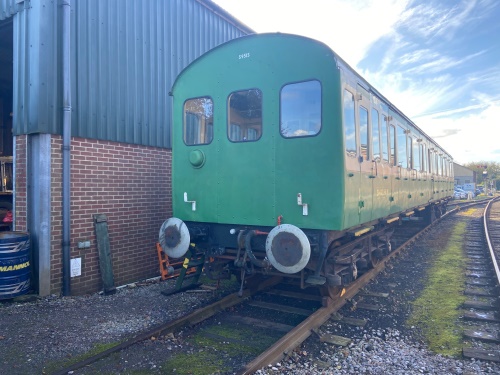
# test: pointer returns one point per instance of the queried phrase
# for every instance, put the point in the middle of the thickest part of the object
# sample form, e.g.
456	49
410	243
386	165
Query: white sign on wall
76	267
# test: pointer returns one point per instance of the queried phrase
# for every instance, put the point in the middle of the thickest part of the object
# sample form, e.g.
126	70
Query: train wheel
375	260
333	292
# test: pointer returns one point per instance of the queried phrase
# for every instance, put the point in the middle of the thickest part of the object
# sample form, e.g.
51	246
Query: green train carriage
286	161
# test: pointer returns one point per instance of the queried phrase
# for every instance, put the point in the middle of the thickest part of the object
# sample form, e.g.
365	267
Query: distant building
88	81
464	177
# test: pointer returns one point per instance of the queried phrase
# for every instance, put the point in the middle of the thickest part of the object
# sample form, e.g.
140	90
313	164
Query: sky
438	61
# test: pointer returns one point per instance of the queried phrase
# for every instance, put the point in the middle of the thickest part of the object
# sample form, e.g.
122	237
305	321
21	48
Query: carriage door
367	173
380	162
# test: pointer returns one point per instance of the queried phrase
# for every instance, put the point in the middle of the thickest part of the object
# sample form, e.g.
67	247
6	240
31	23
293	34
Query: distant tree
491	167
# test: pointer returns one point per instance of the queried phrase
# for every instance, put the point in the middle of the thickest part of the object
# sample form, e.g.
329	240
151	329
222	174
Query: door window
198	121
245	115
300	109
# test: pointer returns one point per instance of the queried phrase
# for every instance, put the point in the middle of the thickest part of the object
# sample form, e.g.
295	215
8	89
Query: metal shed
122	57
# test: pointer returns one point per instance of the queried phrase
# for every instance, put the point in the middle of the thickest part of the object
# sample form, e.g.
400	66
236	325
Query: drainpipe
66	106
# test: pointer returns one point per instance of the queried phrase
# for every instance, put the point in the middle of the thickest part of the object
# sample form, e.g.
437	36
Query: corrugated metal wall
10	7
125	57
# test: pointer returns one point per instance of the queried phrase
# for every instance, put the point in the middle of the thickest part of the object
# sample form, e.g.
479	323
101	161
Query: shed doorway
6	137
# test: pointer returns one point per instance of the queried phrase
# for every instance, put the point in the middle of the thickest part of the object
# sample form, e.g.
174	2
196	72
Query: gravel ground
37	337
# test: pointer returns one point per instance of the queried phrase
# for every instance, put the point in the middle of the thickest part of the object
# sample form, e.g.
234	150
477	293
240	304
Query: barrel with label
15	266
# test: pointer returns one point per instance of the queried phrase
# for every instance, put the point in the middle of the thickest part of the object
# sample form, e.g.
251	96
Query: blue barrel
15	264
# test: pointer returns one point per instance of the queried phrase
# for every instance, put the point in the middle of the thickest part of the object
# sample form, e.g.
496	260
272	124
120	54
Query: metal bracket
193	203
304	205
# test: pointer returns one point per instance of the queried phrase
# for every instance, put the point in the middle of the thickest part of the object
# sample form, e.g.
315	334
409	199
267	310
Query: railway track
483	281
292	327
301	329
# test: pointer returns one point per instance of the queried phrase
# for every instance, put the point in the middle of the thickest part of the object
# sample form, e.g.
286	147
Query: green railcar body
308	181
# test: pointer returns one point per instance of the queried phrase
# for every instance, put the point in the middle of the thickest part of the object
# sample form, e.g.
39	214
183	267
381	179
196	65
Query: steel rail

+ + + +

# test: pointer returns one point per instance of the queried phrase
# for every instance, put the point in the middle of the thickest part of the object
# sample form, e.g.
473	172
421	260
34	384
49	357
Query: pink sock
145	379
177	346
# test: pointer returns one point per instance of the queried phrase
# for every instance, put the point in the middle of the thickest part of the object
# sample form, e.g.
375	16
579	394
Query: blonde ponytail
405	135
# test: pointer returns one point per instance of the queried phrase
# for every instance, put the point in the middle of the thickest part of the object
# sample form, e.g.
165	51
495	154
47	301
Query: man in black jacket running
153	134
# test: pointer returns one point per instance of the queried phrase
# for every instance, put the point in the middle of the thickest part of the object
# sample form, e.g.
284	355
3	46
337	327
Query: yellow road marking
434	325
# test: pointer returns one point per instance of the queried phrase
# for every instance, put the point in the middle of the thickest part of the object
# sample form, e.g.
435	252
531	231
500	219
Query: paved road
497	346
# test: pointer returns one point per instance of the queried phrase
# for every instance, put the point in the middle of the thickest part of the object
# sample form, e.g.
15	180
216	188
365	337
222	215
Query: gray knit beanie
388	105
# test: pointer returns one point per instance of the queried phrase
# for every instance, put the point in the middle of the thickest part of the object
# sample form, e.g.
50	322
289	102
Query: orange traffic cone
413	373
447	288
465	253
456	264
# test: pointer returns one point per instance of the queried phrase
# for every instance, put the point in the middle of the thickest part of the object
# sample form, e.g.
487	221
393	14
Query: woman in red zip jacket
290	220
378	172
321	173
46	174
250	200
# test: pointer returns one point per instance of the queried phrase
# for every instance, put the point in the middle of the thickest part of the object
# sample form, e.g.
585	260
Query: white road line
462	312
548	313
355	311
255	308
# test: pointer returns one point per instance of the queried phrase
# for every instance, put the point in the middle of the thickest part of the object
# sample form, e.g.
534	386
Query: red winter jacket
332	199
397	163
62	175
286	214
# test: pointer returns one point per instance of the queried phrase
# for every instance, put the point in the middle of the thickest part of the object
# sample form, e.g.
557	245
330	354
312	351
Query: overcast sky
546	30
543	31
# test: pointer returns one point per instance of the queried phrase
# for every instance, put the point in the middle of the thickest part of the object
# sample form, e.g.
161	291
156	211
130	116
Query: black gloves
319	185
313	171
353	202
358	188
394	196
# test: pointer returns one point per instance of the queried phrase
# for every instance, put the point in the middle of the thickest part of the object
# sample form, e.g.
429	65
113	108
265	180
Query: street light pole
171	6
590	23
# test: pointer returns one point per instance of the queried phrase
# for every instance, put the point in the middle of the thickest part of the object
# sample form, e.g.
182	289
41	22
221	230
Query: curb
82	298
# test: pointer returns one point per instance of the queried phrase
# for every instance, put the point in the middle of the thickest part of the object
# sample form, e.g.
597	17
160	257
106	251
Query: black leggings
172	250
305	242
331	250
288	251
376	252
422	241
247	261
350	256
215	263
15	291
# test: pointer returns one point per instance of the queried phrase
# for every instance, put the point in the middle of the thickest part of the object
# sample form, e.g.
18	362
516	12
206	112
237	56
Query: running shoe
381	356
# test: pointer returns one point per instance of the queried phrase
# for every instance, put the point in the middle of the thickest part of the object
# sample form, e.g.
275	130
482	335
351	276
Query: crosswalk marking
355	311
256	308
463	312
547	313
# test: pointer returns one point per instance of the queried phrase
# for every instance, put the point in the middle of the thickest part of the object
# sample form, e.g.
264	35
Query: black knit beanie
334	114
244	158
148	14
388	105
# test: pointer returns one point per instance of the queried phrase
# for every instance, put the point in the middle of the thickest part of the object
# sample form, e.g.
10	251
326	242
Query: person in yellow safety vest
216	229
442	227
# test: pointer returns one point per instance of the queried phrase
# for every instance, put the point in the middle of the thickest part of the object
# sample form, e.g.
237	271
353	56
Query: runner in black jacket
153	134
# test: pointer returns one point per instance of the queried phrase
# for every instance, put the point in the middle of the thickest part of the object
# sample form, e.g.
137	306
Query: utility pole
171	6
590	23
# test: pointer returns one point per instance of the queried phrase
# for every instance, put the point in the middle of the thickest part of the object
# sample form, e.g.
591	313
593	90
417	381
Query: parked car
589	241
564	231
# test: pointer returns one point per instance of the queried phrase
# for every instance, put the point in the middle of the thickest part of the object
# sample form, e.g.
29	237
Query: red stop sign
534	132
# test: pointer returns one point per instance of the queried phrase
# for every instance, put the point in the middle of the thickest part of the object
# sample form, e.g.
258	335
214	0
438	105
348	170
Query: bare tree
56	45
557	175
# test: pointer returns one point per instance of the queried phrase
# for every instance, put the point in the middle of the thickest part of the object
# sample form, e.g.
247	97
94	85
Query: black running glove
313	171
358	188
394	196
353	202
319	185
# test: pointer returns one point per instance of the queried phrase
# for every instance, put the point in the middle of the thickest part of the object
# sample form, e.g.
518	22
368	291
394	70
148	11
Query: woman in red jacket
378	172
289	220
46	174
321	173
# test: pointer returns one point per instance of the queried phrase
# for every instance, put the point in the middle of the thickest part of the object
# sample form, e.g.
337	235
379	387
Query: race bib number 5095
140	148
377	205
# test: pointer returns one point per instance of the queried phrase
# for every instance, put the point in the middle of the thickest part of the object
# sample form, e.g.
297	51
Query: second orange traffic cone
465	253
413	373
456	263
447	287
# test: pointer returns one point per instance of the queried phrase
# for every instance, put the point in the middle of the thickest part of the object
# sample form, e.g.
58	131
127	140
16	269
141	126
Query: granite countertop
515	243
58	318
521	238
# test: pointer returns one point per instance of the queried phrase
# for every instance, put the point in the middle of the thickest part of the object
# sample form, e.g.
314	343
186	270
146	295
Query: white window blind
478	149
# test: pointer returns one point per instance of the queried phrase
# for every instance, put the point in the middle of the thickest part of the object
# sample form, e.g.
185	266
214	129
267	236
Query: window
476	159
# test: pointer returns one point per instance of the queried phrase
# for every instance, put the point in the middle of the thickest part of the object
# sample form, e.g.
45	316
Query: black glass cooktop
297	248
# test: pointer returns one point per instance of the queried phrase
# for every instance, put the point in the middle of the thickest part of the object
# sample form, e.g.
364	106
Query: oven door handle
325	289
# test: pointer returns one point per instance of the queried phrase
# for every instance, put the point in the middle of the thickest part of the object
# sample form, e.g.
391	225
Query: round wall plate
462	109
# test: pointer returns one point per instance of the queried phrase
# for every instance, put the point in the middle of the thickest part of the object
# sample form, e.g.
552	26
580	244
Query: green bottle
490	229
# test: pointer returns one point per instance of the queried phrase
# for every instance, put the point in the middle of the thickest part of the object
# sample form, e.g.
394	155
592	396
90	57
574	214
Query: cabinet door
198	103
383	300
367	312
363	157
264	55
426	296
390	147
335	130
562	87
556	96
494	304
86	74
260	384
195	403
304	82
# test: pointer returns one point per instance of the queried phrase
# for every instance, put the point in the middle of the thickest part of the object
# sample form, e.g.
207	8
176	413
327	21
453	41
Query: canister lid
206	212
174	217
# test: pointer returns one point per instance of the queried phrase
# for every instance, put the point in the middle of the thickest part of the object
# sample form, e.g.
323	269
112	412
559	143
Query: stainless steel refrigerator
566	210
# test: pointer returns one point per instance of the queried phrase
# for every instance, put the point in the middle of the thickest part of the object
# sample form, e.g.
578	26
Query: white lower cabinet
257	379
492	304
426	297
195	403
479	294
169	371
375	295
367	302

+ + + +

SET EXERCISE: Please extract every line of the material above that contains the string "marking", treating uppercase and lowercase as different.

WRITTEN ANSWER:
Query: yellow road marking
Query: crosswalk marking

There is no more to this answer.